- **What is required**: Every record is to be printed exactly as written; pictures are to be omitted.

[[ Source records open ]]

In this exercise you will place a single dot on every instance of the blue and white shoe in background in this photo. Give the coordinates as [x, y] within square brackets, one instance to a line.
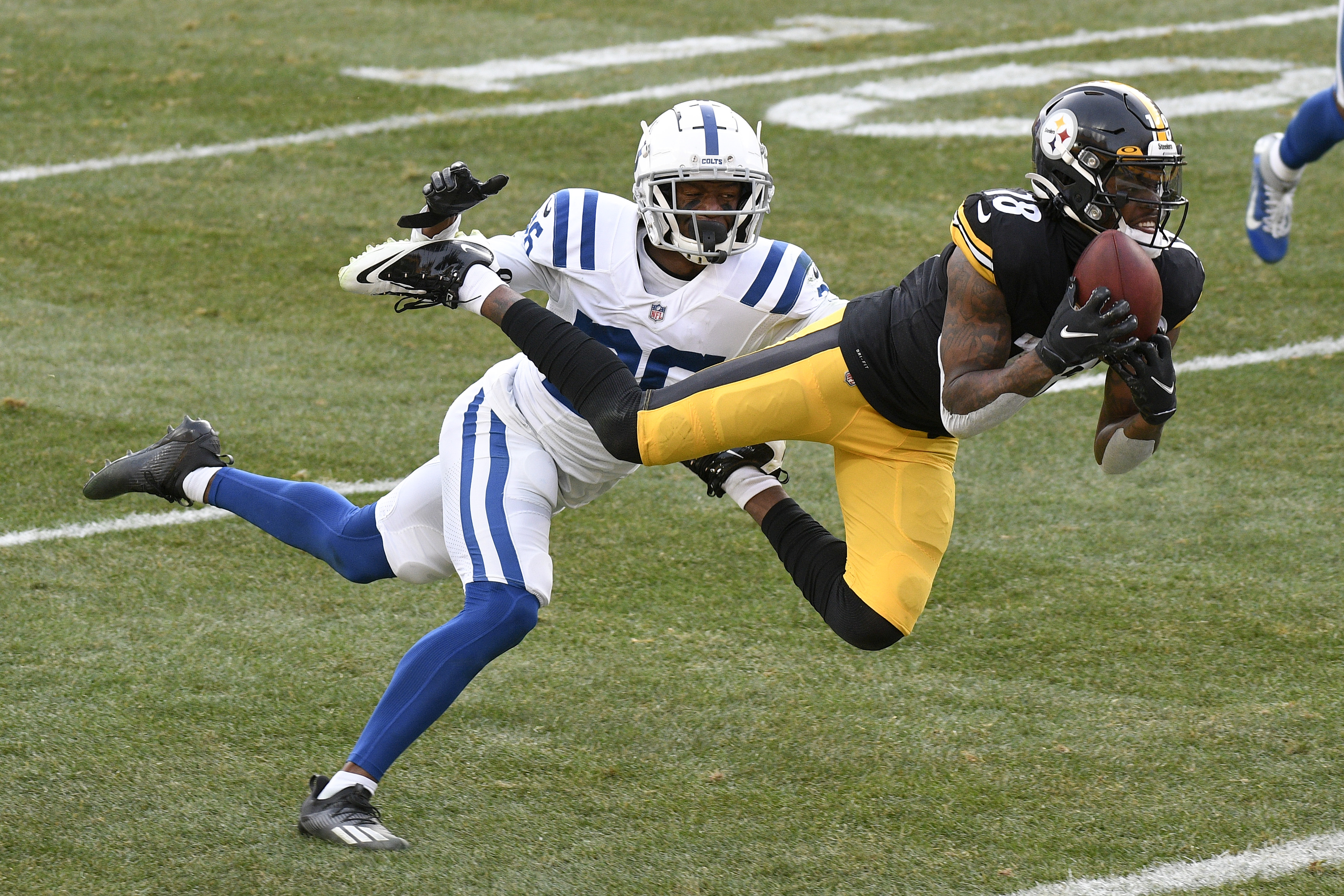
[1269, 217]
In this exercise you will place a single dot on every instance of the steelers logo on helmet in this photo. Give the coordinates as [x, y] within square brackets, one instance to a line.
[706, 142]
[1105, 160]
[1058, 134]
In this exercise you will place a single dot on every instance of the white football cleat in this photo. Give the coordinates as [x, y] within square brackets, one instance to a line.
[1269, 214]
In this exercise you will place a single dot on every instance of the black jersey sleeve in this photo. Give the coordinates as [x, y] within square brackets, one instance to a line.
[1004, 236]
[1183, 281]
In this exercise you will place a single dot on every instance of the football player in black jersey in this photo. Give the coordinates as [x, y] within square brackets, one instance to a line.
[897, 378]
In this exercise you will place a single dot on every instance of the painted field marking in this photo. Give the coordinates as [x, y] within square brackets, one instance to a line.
[172, 517]
[502, 74]
[701, 86]
[1266, 863]
[1222, 362]
[203, 515]
[840, 112]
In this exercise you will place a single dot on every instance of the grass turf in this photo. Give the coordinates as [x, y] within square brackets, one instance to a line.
[1111, 673]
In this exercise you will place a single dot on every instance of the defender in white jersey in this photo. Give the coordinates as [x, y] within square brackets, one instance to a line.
[674, 283]
[588, 252]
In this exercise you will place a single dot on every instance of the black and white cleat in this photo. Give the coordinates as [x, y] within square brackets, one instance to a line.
[160, 468]
[346, 817]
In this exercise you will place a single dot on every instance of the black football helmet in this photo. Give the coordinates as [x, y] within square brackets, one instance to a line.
[1101, 147]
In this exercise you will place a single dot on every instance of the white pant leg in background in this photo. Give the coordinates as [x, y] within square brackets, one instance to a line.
[410, 519]
[499, 493]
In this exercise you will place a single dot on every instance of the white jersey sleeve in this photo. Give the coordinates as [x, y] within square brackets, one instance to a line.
[789, 291]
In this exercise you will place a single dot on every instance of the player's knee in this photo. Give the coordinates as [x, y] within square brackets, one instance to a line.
[355, 550]
[508, 610]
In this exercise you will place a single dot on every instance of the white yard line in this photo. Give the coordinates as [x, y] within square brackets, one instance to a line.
[1266, 863]
[701, 86]
[172, 517]
[840, 112]
[502, 74]
[202, 515]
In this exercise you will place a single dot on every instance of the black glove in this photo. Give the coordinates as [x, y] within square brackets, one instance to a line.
[717, 468]
[449, 193]
[1151, 377]
[1078, 335]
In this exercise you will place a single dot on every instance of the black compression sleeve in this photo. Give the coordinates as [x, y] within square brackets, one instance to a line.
[816, 560]
[586, 373]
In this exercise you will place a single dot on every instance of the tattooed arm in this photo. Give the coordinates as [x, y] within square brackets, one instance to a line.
[975, 345]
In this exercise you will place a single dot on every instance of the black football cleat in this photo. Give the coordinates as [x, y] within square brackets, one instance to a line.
[160, 468]
[714, 469]
[346, 818]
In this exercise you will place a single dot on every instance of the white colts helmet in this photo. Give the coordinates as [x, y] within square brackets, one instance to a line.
[702, 140]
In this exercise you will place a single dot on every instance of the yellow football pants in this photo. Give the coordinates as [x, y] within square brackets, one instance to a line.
[896, 485]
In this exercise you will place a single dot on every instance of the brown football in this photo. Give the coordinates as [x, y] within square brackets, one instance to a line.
[1120, 264]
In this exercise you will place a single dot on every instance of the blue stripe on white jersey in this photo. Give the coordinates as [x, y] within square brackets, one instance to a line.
[574, 229]
[791, 291]
[589, 232]
[779, 276]
[765, 275]
[711, 129]
[561, 230]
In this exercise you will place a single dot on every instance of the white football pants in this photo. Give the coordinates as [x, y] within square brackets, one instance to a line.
[482, 508]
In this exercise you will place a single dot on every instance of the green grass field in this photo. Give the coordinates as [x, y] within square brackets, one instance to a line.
[1111, 672]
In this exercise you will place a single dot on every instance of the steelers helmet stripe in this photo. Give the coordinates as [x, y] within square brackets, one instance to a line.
[1155, 116]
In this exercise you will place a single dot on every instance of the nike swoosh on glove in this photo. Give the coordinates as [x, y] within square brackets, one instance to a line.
[452, 191]
[1078, 335]
[1151, 377]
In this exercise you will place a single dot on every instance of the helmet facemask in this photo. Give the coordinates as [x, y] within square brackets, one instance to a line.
[1139, 198]
[707, 240]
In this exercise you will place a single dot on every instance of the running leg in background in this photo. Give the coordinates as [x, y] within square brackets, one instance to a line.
[1279, 160]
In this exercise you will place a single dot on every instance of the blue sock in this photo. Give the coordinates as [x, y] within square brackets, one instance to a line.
[495, 618]
[1314, 131]
[310, 517]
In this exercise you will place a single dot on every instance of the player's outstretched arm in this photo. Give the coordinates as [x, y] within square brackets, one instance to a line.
[1140, 398]
[982, 385]
[599, 385]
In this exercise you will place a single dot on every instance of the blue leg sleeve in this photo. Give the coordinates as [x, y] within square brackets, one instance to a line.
[1314, 131]
[495, 618]
[310, 517]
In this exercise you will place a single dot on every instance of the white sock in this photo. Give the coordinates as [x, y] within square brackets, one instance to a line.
[480, 281]
[197, 482]
[1281, 171]
[746, 482]
[343, 780]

[[ Source records closed ]]

- **Result of the exercise**:
In this exercise you will place a single dot on every instance of the blue and white shoe in background in this photo. Give the coordinates as [x, y] within square brackets, one instance to a line.
[1269, 217]
In this exercise you will place a single dot on every instance of the steelers logo on helmet in this photo. Give the coordinates as [x, y] within square brackets, one instance to a line.
[706, 142]
[1105, 160]
[1058, 134]
In this exercise you will place a single dot on every instance of the white football cleat in this photo. Give the coordinates as [x, y] within square brackets, one instance to a line.
[1269, 214]
In this exercise you will place a single dot on every instance of the black jersey sleeve in this photo. Give the coordinates as [x, y] within square brackets, one instance to a line.
[1004, 236]
[1183, 281]
In this exercise you will place a single dot on every instance of the football player in black jersey in this photo. Give the coordinates as [x, y] within square brackets, one instance to a line.
[897, 378]
In this exercise you will place a single dot on every instance of the painted field marking in this photo. Give the coordinates as [x, y] within square brackets, one instance to a line.
[172, 517]
[502, 74]
[701, 86]
[1266, 863]
[1222, 362]
[203, 515]
[840, 112]
In this exercise you will place a single dot on every instance of the grass turf in this photo. Give the coordinates as [x, y] within square brackets, one instance to a line.
[1111, 673]
In this exercise you will place a single dot on every instance of the defender in white jersey in this photo. Give the coordinates as [x, y] within square brackets, one instance to a line.
[674, 283]
[588, 252]
In this exercise you will place a single dot on every instance of the black and white cleat in this photo. Give the coordinates as [x, y] within square brackets, one instance to a line.
[160, 468]
[346, 817]
In this exercise you will place a single dot on every instance of the black football helmet in this photo. Give the coordinates as [x, y] within square brackets, one instance to a line.
[1101, 147]
In this exercise you will place a single dot on every instance of the white pant leg in background in this photo. Give the coordinates as [x, y] within square brackets, one instance to a line.
[410, 519]
[499, 493]
In this exercise you will place a single dot on every instance of the white jersey sleeve in this photo. Give the coordinates as [x, y] within square brackets, one instance to a line.
[789, 291]
In this exercise you will place a single dot on every instance of the player's knee in this photo. Give the coordinates as [x, y] within square brackets, one instance to a line.
[355, 550]
[508, 610]
In this exercise you will place a single dot on every instance of the white yard line in this photo. Give the coordinates as [x, y] within square brackets, one instance to a line.
[1266, 863]
[701, 86]
[172, 517]
[840, 112]
[502, 74]
[202, 515]
In this exercise you will place a single dot on every instance of the black glove in this photo. Give the coordinates as [x, y] within square brackets, one instance to a line.
[717, 468]
[449, 193]
[1151, 377]
[1078, 335]
In this exercise you will place a single dot on every instance of the black compression sleeve in this photo. Give the coordinates as [x, y] within square brackets, one instance to a line.
[816, 560]
[586, 373]
In this exercise you will place a single dot on every instance of the tattooed arm in this photo. Give the coordinates as [x, y] within square brackets, one instance to a line.
[975, 345]
In this exercise you will place a single dot on every instance of the black football cleat in this photo. Give the coordinates as [x, y] within square brackets, one instance to a line.
[160, 468]
[714, 469]
[346, 818]
In this exercise you will place a single dot on every instance of the white colts helmet in this photo. Give the coordinates as [x, y] within square brackets, one instance to a line.
[702, 140]
In this exercise you will place a single dot on every instance of the yellow football pants in this photo. Give the coordinates as [x, y] within square brackets, one instance to a line.
[896, 485]
In this exercise you will place a single dot on every instance of the brown football in this photo. Give the coordinates as [x, y] within square brackets, one instance to a line.
[1120, 264]
In this exercise you will place a single dot on every instance of the blue stripe on white jersey in this photo. Give the coordinates as [x, y] within square brackets, one instance to a line.
[574, 229]
[791, 291]
[589, 232]
[779, 276]
[765, 275]
[711, 129]
[561, 230]
In this exercise you will place a single dot on every instance of the white football pants in this photo. Give the coordinates as [x, y] within square brackets, one instance to a line.
[482, 508]
In this exercise you will place a single dot on every instance of the green grass field in this photo. Give the coordinates as [x, y] within square brackets, one instance to a line.
[1111, 672]
In this exercise you will place a single dot on every instance of the steelers helmet stripe in this photo. Give the coordinates as [x, y] within square brackets, one instance to a line.
[1155, 116]
In this exercise you will place a single dot on every instance of the nike swoosh on glove in this photo. Give the coordinates as [x, y] within square brackets, one instance to a line.
[452, 191]
[1078, 335]
[1151, 377]
In this exercise you will place a single dot on every instance of the helmet facemask in this photo. Give the coordinates as [x, y] within square brackets, one instance to a line.
[1139, 198]
[707, 240]
In this exercise you will place a single dot on every instance of the running leg in background in this photo. Give the coordinates as [x, y] within square brackets, one instance to a line.
[1279, 160]
In this exercise you will place a single dot on every instance of the blue sock in this photo. Give the coordinates as [x, y] within square brackets, one instance to a line.
[495, 618]
[1314, 131]
[310, 517]
In this exercise you will place a single dot on every instance of the player's outstretched arm in this photo. Give the coordinates as [x, y] within square brackets, one instance to a line.
[1140, 398]
[982, 385]
[599, 385]
In this exercise you will place a single dot on every instance of the blue leg sleeve in this photo. Give the coordinates as [x, y] within square brackets, one instance to a line.
[1314, 131]
[495, 618]
[310, 517]
In this exercise you will place a single dot on every instance of the white sock in this photo. Give the coordinates as [x, y] within square brackets, one instance to a line.
[480, 281]
[197, 482]
[1281, 171]
[746, 482]
[343, 780]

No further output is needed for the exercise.